Start Text excerpt

Caching in System Design: The Rules Interviewers Expect You to Know

Caching diagram

Quick primer interviewers expect: caching is a design decision, not a "add Redis and pray" tactic. Know what to cache, which strategy to use, how to expire and invalidate, and how to monitor.

What to cache (start here)

Sessions and authentication tokens (if safe to cache).
API responses for idempotent or read-heavy endpoints.
Static assets (images, JS, CSS) and CDN-cached content.
"Hot" query results and aggregated counters (e.g., leaderboards, dashboards).

Pick the smallest surface area that gives measurable latency or load reduction.

Popular caching strategies (and when to name-drop them in interviews)

Cache-Aside (Lazy Loading)
- Flow: application checks cache -> if miss, load from DB -> write to cache -> return.
- Pros: simple, widely used, flexible invalidation.
- Cons: cache warm-up on misses; potential stale reads between DB write and cache update.
Write-Through
- Flow: writes go to cache, cache synchronously writes to DB.
- Pros: strong read-after-write consistency for cached keys.
- Cons: higher write latency because every write persists synchronously.
Write-Behind (Write-Back)

End Text excerpt
Start Rows

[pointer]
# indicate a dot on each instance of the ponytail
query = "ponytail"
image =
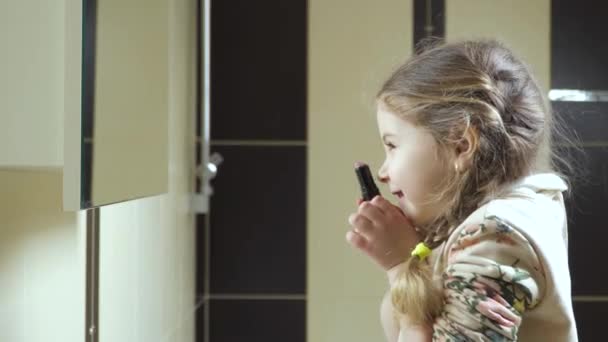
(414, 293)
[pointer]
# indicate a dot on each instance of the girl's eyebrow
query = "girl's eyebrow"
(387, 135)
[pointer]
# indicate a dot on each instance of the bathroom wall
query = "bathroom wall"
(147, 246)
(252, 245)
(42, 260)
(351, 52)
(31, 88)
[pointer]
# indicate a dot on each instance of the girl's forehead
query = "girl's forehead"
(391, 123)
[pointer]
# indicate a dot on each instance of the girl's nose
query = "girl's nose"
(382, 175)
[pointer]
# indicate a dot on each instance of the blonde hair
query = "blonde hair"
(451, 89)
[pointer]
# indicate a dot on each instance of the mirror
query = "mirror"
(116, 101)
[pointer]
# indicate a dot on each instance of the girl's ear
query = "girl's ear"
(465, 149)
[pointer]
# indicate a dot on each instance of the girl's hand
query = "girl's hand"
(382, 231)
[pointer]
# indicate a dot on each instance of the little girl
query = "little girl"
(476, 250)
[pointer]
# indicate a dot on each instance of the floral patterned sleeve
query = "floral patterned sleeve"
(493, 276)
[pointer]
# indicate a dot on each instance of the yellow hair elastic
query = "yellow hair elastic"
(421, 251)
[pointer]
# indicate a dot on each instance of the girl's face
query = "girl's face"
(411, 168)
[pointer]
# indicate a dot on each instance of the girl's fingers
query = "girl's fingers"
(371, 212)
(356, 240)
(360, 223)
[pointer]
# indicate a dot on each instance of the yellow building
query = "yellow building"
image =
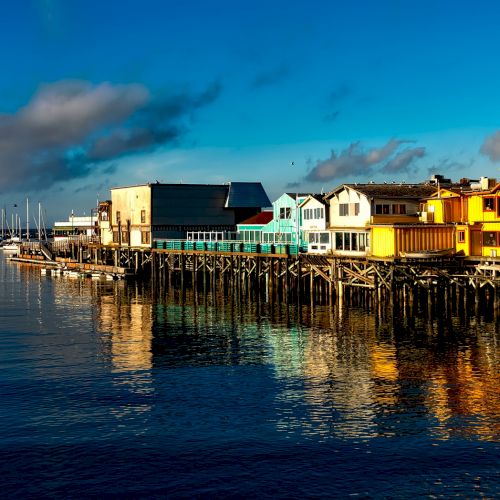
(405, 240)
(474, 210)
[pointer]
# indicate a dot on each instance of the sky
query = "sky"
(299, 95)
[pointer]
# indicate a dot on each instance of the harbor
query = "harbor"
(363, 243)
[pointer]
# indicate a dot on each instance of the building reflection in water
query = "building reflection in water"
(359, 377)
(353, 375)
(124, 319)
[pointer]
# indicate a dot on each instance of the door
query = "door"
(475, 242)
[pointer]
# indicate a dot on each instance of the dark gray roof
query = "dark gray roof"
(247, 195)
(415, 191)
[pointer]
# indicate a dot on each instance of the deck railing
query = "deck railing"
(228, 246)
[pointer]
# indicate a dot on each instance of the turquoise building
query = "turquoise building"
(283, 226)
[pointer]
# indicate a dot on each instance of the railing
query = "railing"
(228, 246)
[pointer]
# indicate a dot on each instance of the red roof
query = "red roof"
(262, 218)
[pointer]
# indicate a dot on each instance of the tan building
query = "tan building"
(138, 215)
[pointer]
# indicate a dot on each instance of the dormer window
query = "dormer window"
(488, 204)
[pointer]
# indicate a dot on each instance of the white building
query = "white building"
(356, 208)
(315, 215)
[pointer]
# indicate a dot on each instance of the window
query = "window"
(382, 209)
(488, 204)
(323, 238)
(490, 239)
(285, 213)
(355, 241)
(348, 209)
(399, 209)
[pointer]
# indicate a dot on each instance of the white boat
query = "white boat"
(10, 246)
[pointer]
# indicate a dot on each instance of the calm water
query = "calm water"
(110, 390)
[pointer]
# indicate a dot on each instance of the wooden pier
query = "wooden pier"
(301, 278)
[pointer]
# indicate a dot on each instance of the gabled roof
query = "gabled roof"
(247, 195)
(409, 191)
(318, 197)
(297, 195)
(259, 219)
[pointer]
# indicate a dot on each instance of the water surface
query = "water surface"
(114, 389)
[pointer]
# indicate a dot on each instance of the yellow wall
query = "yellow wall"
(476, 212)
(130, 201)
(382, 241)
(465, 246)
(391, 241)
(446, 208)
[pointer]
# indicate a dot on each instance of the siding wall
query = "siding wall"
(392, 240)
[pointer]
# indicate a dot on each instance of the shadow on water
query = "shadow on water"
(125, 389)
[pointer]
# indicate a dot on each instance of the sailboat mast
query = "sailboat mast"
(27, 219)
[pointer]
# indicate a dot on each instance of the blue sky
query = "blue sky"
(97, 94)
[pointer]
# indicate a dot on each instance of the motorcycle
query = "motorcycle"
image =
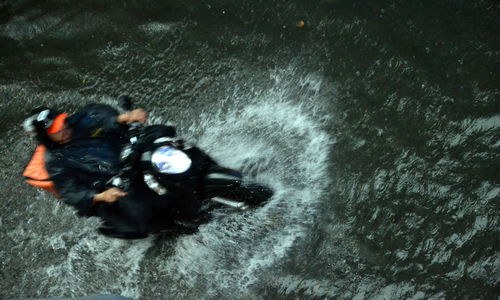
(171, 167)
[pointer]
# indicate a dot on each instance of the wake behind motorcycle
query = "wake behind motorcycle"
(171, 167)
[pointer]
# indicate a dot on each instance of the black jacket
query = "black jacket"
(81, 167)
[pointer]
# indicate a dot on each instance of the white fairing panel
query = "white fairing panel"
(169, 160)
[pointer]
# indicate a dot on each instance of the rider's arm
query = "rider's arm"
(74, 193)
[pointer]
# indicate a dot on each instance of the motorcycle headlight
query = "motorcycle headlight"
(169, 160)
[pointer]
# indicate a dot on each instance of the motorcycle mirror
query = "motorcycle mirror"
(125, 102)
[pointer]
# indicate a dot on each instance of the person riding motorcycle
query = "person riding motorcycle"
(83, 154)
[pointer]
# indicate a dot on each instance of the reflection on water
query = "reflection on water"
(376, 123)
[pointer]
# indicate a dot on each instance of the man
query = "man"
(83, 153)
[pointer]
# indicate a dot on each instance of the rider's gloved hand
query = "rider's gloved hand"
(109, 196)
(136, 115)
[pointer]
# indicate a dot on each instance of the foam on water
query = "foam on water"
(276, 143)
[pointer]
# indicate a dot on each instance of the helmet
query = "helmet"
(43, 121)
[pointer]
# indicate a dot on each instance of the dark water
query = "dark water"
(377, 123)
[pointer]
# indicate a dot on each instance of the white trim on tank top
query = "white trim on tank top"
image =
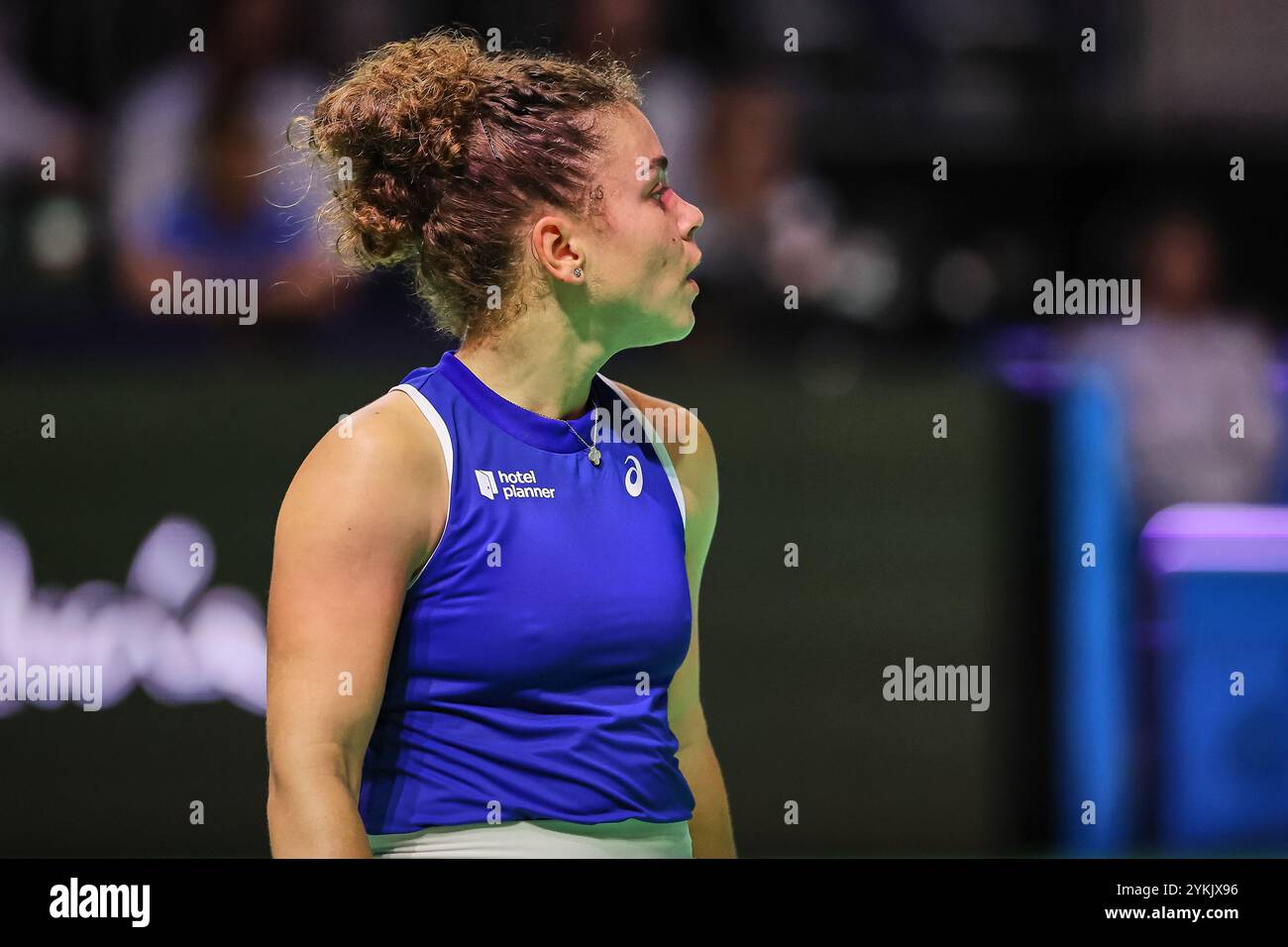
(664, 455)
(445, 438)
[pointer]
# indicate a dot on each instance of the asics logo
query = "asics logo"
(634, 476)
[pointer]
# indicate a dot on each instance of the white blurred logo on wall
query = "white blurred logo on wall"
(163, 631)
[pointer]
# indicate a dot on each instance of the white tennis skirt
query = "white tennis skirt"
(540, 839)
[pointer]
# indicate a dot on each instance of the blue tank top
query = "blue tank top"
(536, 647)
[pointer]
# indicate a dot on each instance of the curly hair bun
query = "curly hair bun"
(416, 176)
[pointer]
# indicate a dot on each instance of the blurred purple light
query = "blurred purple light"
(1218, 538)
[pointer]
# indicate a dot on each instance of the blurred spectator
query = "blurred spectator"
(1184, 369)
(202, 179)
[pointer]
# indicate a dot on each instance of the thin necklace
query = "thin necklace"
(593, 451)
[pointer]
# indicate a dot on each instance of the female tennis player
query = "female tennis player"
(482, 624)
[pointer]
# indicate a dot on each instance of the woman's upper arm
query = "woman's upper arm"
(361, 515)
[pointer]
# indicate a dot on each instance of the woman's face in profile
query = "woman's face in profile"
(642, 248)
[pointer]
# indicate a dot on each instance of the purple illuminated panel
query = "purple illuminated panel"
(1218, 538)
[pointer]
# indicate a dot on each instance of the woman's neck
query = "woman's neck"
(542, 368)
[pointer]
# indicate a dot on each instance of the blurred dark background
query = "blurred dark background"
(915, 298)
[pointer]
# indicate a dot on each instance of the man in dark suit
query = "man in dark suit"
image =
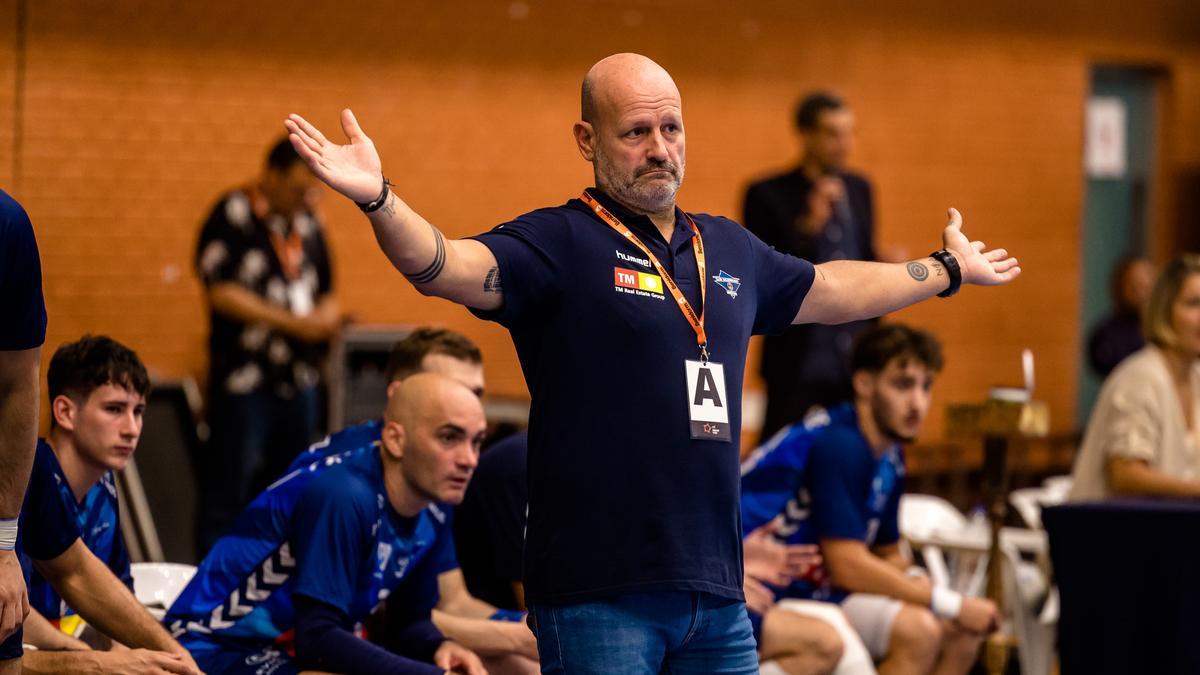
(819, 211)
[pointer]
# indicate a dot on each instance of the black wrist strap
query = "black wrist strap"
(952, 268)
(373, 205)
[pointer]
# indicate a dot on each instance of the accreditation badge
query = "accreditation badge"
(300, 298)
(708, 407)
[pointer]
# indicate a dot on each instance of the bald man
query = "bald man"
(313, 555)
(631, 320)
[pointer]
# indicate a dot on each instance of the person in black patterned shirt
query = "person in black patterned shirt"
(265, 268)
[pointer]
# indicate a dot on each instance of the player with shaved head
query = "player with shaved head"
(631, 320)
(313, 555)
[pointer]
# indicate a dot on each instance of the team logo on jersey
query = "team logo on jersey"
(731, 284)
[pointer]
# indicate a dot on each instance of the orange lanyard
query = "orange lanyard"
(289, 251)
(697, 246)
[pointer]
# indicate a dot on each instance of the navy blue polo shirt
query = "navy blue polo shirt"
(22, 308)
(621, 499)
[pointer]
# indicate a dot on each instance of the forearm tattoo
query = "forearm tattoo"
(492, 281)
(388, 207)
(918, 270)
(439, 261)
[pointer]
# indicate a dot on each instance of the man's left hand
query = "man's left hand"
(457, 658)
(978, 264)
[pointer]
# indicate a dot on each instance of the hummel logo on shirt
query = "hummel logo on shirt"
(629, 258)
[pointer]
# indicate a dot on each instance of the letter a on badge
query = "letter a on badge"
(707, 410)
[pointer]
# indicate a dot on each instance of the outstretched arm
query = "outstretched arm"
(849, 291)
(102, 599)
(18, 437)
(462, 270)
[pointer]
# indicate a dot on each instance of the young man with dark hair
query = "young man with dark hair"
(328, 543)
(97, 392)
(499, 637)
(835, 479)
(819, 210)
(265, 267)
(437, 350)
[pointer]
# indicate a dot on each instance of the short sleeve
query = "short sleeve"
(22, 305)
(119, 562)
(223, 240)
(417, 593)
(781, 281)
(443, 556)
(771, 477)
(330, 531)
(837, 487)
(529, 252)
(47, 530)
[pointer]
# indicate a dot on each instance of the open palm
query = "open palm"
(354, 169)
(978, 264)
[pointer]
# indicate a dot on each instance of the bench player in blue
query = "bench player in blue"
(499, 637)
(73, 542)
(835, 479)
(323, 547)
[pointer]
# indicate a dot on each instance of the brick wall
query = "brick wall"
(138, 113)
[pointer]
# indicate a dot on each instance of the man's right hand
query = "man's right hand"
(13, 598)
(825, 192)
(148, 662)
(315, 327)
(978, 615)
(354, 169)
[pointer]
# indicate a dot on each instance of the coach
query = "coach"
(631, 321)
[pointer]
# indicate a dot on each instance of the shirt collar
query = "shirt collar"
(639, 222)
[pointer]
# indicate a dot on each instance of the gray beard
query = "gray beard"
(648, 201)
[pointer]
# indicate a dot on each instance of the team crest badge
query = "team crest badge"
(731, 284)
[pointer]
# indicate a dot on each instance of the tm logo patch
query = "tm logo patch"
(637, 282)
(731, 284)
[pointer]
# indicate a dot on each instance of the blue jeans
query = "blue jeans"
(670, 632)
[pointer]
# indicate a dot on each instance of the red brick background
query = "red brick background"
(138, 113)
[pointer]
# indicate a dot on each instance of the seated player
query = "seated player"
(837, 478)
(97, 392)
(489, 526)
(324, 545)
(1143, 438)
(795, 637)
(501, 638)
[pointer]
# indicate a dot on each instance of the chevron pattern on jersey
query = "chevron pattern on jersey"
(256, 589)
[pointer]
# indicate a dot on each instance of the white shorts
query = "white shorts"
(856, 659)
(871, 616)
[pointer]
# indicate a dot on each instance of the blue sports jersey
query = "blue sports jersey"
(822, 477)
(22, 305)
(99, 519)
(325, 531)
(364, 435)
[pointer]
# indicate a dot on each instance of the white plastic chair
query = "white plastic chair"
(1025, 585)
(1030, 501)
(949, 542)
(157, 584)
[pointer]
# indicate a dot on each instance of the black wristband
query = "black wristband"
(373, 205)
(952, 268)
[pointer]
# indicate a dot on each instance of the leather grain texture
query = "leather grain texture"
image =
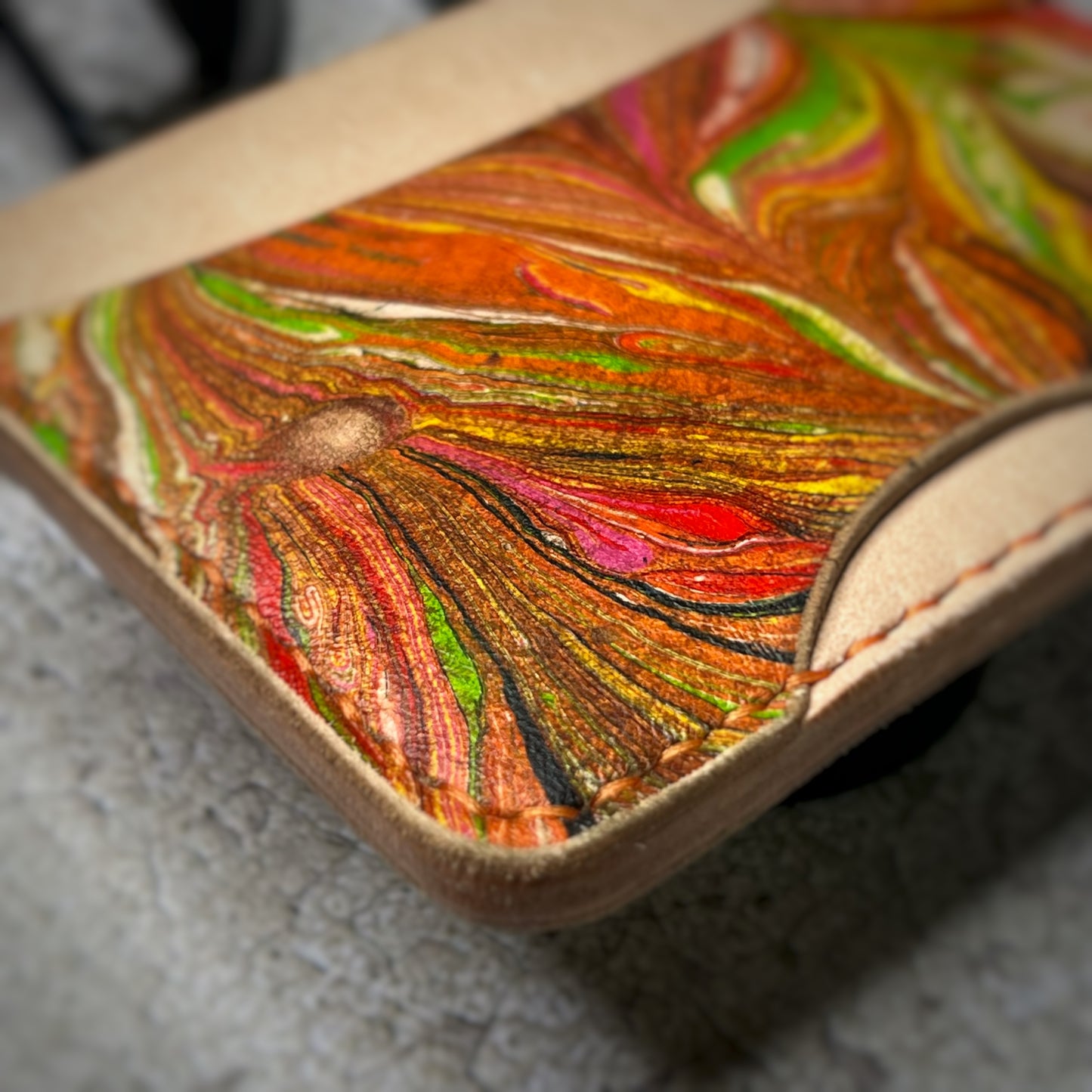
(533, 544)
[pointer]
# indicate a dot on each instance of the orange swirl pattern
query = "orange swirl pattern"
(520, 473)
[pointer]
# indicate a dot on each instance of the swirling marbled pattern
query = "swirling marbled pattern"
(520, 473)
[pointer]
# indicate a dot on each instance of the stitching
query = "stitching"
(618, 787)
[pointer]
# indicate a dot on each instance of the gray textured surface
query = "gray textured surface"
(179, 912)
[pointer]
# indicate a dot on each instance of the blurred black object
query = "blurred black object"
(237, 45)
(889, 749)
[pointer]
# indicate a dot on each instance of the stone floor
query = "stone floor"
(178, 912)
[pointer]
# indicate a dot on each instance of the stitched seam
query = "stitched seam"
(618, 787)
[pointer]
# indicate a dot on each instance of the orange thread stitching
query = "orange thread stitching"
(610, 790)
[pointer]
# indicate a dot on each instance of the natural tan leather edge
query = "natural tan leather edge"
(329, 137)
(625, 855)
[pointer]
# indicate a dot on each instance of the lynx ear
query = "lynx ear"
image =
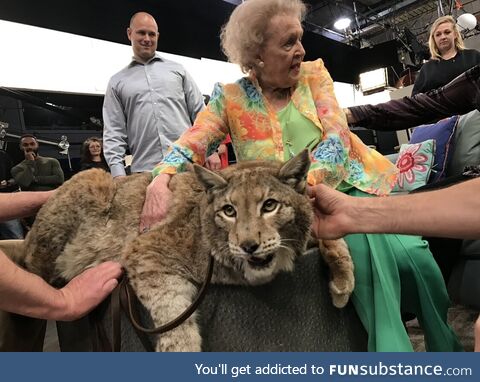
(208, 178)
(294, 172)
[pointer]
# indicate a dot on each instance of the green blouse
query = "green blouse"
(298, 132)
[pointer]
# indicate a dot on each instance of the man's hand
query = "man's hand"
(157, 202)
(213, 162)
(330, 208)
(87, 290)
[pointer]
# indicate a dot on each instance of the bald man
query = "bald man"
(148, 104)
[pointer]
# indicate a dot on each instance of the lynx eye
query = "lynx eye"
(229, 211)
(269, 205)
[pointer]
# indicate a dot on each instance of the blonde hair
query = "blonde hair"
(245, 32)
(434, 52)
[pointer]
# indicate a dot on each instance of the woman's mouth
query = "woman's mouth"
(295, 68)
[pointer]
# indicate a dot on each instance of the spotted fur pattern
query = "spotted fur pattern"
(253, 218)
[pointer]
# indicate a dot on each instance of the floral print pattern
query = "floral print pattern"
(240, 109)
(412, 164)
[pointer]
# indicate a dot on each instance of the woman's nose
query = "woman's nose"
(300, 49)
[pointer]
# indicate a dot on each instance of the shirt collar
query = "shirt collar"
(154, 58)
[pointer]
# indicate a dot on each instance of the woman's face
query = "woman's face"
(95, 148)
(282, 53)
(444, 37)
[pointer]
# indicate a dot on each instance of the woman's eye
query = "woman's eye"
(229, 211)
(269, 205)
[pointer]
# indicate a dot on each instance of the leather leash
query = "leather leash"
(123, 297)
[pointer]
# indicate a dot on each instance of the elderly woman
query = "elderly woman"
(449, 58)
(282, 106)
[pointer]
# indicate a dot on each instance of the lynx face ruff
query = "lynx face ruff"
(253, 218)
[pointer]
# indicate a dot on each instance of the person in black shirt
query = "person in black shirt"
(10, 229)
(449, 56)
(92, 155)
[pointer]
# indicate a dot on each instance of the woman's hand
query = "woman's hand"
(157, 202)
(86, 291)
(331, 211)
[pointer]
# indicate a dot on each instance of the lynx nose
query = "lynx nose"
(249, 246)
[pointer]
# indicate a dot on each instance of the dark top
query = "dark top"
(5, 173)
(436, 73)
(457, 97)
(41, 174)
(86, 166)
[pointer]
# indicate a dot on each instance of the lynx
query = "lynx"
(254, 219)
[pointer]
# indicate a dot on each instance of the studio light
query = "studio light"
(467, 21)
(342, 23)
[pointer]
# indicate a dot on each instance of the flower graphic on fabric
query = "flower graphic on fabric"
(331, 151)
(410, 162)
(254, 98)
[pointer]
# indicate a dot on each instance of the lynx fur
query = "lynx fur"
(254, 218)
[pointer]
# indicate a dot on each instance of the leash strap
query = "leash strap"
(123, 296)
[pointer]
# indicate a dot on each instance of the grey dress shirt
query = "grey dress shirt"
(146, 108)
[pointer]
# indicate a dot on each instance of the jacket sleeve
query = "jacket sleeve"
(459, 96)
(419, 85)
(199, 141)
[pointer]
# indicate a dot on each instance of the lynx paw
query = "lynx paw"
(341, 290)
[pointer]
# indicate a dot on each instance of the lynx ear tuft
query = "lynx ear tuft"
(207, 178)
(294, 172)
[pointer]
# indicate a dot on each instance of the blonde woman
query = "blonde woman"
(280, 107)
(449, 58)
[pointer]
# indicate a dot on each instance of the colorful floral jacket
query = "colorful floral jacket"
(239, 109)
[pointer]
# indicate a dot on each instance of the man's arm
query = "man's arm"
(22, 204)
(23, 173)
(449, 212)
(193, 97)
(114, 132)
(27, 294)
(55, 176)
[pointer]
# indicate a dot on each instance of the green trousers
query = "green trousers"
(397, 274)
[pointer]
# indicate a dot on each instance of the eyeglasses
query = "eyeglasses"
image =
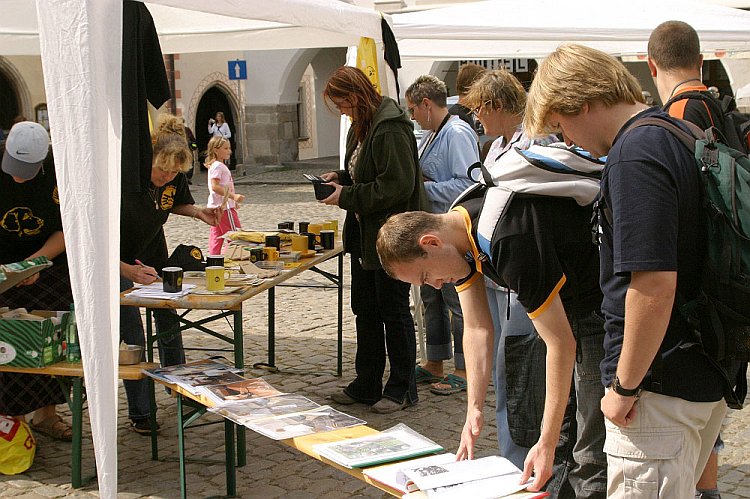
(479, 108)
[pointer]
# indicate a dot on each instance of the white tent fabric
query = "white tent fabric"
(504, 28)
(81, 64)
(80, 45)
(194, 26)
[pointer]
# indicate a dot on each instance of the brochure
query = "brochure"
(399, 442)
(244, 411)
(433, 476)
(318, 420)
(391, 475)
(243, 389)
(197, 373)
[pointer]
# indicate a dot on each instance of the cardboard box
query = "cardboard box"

End Rows

(Challenges)
**a)** Answer these questions from the text on caching in system design:
(i) Which three kinds of static assets does it list?
(ii) What flow does it give for Cache-Aside?
(iii) What drawback does it name for Write-Through?
**b)** Continue the text on caching in system design from its last line, in the same style.
The entries are separate material and are not part of the text on caching in system design.

(The answers)
**a)**
(i) Images, JS, and CSS.
(ii) The application checks the cache, loads from the DB on a miss, writes to the cache, and returns.
(iii) Higher write latency, because every write persists synchronously.

**b)**
- Flow: write acknowledged when written to cache; cache asynchronously flushes to DB.
- Pros: very low write latency.
- Cons: risk of data loss if cache node dies before flush; complexity in retry/ordering.

When discussing, mention trade-offs: consistency vs latency vs complexity.

TTL and invalidation — do not rely on TTL alone

Always set a sensible TTL (time-to-live) to bound staleness and memory usage.
Use event-based invalidation when the origin of truth changes (e.g., after a write, invalidate related keys).
Consider patterns to avoid race conditions and stampedes:
- Cache stampede mitigation: request coalescing, mutexes, or pre-warming.
- Stale-while-revalidate: serve slightly stale data while refreshing in background.
- Use versioned keys (key:v2) to make invalidation atomic.

Distributed cache for multi-instance apps

Use Redis or Memcached (or cloud-managed equivalents) when you have multiple application instances.
Choose Redis for advanced features (persistence, replication, data structures, Lua scripting).
Be mindful of network latency, sharding, and capacity planning.

Monitor and tune

Track these metrics and tune accordingly:

Hit rate and miss rate (target higher hit rate for the most important keys).
Eviction rate (indicates insufficient memory or poor key sizing).
Cache latency (network + serialization costs).
Thundering herd occurrences and stampede events.

Use dashboards and alerts to detect regressions after deployments.

What not to cache / pitfalls

Never cache sensitive data (full credit card numbers, secrets, PII) unless encrypted and justified.
Avoid caching large unbounded collections; prefer paginated or summarized views.
Watch serialization cost: expensive (de)serialization can negate latency gains.
Remember cache consistency semantics — eventual consistency may be fine for read-mostly data, but not for critical transactional flows.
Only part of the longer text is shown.